• **Problem description**:
Rewrite the stretch from "The age of criminal responsibility in" through "high since then." in the piece on the age of criminal responsibility, changing "common sense" to "plain reason".

Figures released by the BBC under the Freedom of Information Act tell us that children too young to be prosecuted were suspected of being responsible for nearly 3,000 crimes last year. David Davis, the shadow Home Secretary, is of the opinion that this is another piece of evidence suggesting that the age of criminality is becoming younger and younger. This revelation, it has been further reported, may reignite the debate on the age of criminal responsibility. Good. It's a debate worth having.
The age of criminal responsibility in England, Wales and Northern Ireland was last lowered, to 10 from 14, in 1998. The wisdom behind this change was that straightforward "common sense" dictated that children of 10 were capable of understanding what was right and what was wrong, and facing the consequences of their immoral choices. If it is true that since this time more under-10s have been committing criminal acts, then "common sense" ought to tell us that lowering the age of criminal responsibility has not helped to steer young children away from choosing to commit crime. Certainly, it has not helped to deter many children from criminality, since although the steepest rise in youth custody took place between 1993 and 1997, the number of children in custody has remained stubbornly high since then.
The most starkly obvious example of the way in which punitive interventions can drive down the age of criminality can be seen in the trajectory of gun crime in recent years. Even though the recent wave of gun crime in Britain has decreased since its 2003 peak, it has during the same period become a more worrying and more visible phenomenon, simply because, even though the perpetrators and victims of such crimes are fewer, they are also younger.

• **Records provided**:
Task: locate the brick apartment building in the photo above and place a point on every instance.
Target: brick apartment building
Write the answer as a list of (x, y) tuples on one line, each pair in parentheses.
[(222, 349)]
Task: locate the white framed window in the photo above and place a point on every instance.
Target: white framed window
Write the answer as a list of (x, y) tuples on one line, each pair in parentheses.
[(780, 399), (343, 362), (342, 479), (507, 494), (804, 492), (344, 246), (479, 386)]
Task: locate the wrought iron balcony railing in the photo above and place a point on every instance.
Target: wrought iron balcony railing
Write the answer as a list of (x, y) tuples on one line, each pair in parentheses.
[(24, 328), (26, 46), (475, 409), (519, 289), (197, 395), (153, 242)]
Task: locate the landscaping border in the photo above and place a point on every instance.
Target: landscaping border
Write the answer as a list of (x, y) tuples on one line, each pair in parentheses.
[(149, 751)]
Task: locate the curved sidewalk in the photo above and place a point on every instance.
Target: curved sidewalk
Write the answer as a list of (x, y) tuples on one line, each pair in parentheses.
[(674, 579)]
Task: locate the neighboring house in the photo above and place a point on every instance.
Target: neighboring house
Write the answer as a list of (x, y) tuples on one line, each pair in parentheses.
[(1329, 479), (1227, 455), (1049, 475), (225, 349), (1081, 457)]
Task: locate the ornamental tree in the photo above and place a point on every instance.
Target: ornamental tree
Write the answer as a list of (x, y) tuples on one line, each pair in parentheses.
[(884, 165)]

---

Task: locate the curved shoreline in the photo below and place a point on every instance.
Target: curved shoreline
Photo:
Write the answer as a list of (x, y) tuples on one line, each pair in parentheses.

* * *

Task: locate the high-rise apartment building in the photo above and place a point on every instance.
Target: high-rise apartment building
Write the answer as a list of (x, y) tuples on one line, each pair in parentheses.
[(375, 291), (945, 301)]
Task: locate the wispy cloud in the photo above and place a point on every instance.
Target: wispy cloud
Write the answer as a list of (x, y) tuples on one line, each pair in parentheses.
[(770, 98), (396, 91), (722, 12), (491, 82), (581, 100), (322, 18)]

• **Reply**:
The age of criminal responsibility in England, Wales and Northern Ireland was last lowered, to 10 from 14, in 1998. The wisdom behind this change was that straightforward "plain reason" dictated that children of 10 were capable of understanding what was right and what was wrong, and facing the consequences of their immoral choices. If it is true that since this time more under-10s have been committing criminal acts, then "plain reason" ought to tell us that lowering the age of criminal responsibility has not helped to steer young children away from choosing to commit crime. Certainly, it has not helped to deter many children from criminality, since although the steepest rise in youth custody took place between 1993 and 1997, the number of children in custody has remained stubbornly high since then.